** A run of data **
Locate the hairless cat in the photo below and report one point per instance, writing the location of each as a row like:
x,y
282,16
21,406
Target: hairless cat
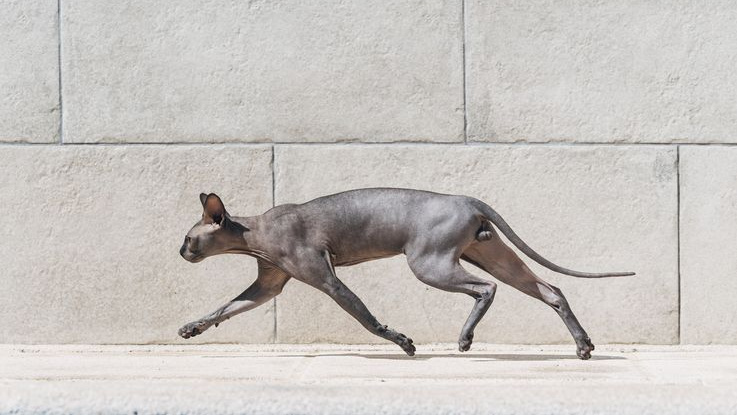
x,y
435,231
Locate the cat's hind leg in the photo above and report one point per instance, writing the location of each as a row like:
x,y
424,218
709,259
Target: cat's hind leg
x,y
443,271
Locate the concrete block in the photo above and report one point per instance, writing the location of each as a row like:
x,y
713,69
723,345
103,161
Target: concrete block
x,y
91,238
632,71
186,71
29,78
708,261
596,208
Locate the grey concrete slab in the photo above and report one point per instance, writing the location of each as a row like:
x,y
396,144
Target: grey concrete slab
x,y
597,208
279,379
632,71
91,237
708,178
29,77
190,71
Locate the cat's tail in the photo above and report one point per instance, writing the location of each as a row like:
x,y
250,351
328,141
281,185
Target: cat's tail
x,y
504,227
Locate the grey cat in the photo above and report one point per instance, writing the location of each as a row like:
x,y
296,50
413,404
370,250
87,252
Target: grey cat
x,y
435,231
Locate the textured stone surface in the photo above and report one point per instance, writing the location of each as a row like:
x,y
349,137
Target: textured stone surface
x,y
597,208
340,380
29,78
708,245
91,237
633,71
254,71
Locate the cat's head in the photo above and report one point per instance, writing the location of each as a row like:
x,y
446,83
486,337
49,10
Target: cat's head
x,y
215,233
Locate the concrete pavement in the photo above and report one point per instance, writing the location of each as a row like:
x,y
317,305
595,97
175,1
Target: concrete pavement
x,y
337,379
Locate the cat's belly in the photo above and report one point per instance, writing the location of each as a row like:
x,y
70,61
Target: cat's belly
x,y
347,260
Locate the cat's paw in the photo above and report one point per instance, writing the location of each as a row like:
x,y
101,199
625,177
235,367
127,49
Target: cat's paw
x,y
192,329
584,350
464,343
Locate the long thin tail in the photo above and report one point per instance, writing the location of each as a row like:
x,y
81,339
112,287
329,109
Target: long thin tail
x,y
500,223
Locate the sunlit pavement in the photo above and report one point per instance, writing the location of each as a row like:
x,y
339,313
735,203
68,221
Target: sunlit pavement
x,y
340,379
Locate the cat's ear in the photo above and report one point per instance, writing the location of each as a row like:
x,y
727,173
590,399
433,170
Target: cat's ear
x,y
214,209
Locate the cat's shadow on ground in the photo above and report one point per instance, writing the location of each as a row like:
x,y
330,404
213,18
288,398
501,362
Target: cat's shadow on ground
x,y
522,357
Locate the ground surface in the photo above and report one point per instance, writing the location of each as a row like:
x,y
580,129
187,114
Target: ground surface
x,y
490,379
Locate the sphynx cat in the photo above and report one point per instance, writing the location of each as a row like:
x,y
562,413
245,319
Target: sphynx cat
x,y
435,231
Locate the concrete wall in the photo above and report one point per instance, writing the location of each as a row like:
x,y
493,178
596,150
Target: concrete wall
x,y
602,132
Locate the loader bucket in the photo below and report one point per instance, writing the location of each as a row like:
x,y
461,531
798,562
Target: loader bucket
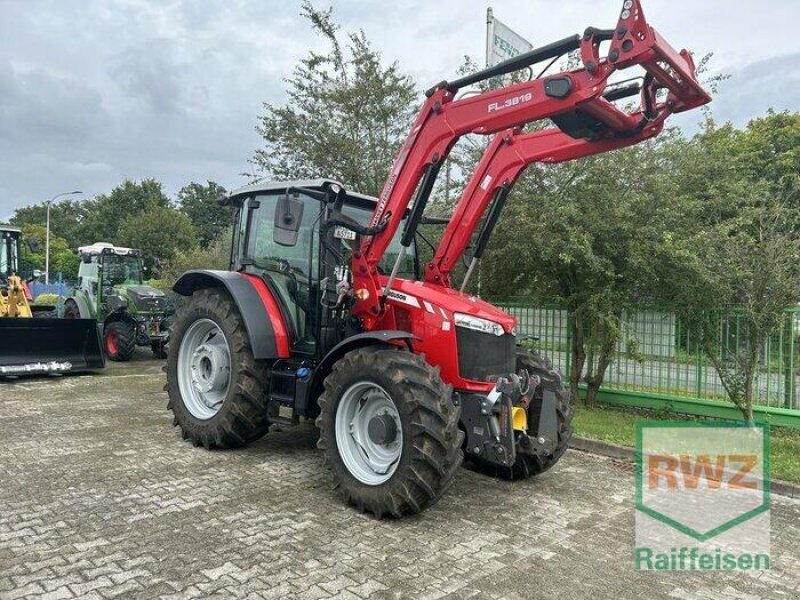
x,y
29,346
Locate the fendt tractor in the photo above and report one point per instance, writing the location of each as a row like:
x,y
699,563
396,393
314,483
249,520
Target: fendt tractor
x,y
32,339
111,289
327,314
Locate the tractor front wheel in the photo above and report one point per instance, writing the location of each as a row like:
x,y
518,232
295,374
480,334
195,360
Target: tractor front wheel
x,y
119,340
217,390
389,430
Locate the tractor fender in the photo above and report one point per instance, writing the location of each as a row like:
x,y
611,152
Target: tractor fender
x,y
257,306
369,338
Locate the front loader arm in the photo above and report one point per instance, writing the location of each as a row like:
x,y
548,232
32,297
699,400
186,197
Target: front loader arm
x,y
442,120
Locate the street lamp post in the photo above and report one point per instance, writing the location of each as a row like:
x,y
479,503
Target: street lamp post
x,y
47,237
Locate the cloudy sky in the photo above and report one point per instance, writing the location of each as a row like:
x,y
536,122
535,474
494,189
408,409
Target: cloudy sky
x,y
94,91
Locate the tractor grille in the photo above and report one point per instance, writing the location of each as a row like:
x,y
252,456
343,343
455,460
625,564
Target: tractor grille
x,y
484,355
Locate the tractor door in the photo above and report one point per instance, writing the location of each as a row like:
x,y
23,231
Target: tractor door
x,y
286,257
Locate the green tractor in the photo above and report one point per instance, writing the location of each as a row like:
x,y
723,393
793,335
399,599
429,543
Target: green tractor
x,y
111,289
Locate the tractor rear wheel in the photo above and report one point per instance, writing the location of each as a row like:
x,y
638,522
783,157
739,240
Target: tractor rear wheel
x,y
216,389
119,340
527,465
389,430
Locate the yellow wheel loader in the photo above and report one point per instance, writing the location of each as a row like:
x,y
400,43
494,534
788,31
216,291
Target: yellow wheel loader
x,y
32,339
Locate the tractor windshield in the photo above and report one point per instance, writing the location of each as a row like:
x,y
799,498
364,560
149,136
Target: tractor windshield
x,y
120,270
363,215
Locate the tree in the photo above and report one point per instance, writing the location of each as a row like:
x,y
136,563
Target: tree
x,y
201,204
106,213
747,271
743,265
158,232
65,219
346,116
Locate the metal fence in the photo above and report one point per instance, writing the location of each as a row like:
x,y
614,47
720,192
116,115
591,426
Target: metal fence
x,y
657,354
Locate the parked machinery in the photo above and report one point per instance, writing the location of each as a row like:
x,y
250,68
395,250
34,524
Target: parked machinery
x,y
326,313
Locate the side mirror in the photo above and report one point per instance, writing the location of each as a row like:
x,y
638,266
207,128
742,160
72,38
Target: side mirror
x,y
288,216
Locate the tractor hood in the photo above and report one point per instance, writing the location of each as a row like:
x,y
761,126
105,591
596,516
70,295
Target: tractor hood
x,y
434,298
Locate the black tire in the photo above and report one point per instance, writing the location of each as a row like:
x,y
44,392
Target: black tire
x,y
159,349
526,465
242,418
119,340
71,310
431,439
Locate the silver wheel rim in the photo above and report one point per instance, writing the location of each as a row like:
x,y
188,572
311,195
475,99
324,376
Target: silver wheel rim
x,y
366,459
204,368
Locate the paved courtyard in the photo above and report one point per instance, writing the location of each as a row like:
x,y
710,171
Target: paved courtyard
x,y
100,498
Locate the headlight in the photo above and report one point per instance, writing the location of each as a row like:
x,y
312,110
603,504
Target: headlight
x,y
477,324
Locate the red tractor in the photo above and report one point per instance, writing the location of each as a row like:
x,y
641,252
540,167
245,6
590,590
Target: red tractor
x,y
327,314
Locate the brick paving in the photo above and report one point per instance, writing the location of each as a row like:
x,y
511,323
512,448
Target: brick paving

--

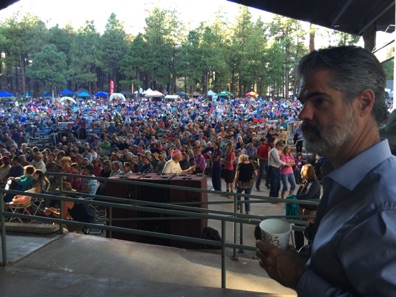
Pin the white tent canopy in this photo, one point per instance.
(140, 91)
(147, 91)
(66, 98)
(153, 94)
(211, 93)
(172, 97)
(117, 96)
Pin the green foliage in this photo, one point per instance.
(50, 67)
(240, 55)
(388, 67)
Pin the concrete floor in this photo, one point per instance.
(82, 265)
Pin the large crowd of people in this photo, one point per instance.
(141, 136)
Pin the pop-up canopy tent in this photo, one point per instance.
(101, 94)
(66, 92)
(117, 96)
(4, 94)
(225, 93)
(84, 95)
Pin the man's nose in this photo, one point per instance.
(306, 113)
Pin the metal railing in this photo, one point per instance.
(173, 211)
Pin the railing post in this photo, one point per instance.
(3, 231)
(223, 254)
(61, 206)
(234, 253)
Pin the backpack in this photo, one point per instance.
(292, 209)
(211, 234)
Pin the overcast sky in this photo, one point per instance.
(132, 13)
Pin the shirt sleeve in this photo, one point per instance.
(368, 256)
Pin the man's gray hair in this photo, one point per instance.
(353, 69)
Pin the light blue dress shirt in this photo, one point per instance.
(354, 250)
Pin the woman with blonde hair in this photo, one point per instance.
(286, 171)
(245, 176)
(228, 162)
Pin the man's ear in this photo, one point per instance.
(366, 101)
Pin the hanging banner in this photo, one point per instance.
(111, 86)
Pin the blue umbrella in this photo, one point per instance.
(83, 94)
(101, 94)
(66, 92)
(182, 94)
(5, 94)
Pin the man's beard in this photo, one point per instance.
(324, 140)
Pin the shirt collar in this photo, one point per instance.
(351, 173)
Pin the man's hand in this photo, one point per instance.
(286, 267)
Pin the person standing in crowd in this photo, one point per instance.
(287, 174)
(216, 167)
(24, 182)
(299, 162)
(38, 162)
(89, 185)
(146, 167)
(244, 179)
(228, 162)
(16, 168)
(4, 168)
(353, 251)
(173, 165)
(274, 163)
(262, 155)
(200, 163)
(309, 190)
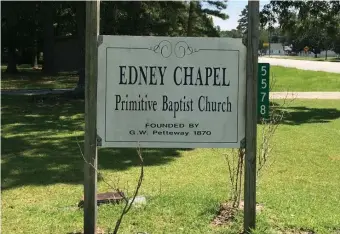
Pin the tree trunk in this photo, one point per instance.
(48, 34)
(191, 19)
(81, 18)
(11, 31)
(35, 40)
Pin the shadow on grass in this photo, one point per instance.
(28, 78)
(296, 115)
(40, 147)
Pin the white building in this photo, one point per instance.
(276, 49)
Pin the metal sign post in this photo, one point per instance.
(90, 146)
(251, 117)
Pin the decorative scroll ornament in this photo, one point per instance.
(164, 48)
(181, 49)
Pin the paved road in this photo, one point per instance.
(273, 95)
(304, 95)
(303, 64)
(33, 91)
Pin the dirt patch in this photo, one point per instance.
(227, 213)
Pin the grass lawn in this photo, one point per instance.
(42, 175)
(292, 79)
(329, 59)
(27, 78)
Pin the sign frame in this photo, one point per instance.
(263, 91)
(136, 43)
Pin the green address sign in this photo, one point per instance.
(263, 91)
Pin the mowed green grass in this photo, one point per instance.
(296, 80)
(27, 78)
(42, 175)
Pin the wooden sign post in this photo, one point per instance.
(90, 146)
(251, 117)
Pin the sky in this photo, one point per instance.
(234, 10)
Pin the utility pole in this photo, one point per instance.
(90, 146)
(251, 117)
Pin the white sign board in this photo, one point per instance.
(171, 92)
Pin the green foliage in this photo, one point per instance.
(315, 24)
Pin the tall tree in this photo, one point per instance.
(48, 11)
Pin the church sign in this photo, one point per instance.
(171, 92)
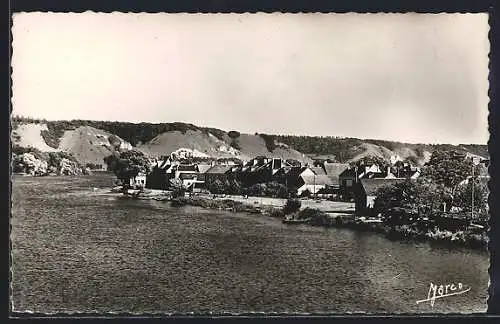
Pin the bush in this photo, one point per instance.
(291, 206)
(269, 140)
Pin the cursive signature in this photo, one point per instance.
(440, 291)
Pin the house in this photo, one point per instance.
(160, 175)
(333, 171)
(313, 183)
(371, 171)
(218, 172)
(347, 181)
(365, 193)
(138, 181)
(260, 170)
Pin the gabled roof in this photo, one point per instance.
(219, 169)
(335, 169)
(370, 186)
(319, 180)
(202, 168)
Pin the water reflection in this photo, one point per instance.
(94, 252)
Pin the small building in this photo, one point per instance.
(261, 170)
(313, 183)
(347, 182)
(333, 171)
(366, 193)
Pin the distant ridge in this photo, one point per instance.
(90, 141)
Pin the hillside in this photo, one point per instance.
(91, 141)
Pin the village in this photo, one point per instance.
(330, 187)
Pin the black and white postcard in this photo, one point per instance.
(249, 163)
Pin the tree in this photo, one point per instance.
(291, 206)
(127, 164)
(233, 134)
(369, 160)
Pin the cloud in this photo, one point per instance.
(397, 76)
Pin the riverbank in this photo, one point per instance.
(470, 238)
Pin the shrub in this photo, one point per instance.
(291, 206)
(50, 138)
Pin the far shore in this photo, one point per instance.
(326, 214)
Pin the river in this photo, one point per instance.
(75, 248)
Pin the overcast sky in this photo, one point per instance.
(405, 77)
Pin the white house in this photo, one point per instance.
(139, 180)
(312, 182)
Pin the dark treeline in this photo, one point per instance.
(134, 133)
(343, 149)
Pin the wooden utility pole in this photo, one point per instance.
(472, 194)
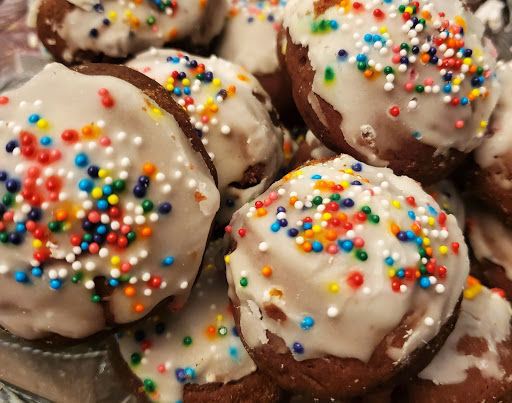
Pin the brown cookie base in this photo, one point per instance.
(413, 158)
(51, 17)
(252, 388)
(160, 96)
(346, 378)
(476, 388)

* * *

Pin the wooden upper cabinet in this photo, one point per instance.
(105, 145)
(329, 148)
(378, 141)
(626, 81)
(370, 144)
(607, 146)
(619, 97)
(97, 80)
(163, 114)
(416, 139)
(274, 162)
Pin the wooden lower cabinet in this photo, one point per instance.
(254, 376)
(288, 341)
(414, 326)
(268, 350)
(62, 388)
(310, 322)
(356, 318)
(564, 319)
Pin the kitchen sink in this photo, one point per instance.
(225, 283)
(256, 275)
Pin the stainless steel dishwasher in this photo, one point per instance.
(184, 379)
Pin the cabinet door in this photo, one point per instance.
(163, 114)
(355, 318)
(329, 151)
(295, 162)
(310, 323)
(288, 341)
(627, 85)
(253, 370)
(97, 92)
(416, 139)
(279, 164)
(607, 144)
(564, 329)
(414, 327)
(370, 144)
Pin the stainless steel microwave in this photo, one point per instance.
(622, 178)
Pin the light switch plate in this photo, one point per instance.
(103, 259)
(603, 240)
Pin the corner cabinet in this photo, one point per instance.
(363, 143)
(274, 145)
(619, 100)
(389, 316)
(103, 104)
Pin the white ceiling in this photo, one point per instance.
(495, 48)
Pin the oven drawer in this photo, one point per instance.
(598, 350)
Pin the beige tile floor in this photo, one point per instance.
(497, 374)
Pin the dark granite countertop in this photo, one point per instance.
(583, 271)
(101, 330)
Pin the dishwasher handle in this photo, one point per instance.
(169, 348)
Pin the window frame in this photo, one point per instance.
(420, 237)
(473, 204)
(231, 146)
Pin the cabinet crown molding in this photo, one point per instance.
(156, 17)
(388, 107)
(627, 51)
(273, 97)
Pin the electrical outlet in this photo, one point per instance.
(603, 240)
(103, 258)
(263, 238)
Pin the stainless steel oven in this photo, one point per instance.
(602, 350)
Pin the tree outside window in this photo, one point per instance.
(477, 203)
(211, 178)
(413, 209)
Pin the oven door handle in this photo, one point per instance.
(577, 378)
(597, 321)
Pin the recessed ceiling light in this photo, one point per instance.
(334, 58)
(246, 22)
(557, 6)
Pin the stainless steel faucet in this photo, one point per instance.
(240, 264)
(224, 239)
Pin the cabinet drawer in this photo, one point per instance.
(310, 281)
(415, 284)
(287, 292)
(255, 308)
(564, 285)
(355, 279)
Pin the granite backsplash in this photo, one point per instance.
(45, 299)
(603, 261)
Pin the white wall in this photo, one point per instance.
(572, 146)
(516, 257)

** Work to be completed **
Locate every line in the data above that contains the word "paving" and copy each of those lines. Matching is case-sensitive.

** Solution **
Locate the brick paving in the photo above and report one point per instance, writing the location of each as a row like:
Target: brick paving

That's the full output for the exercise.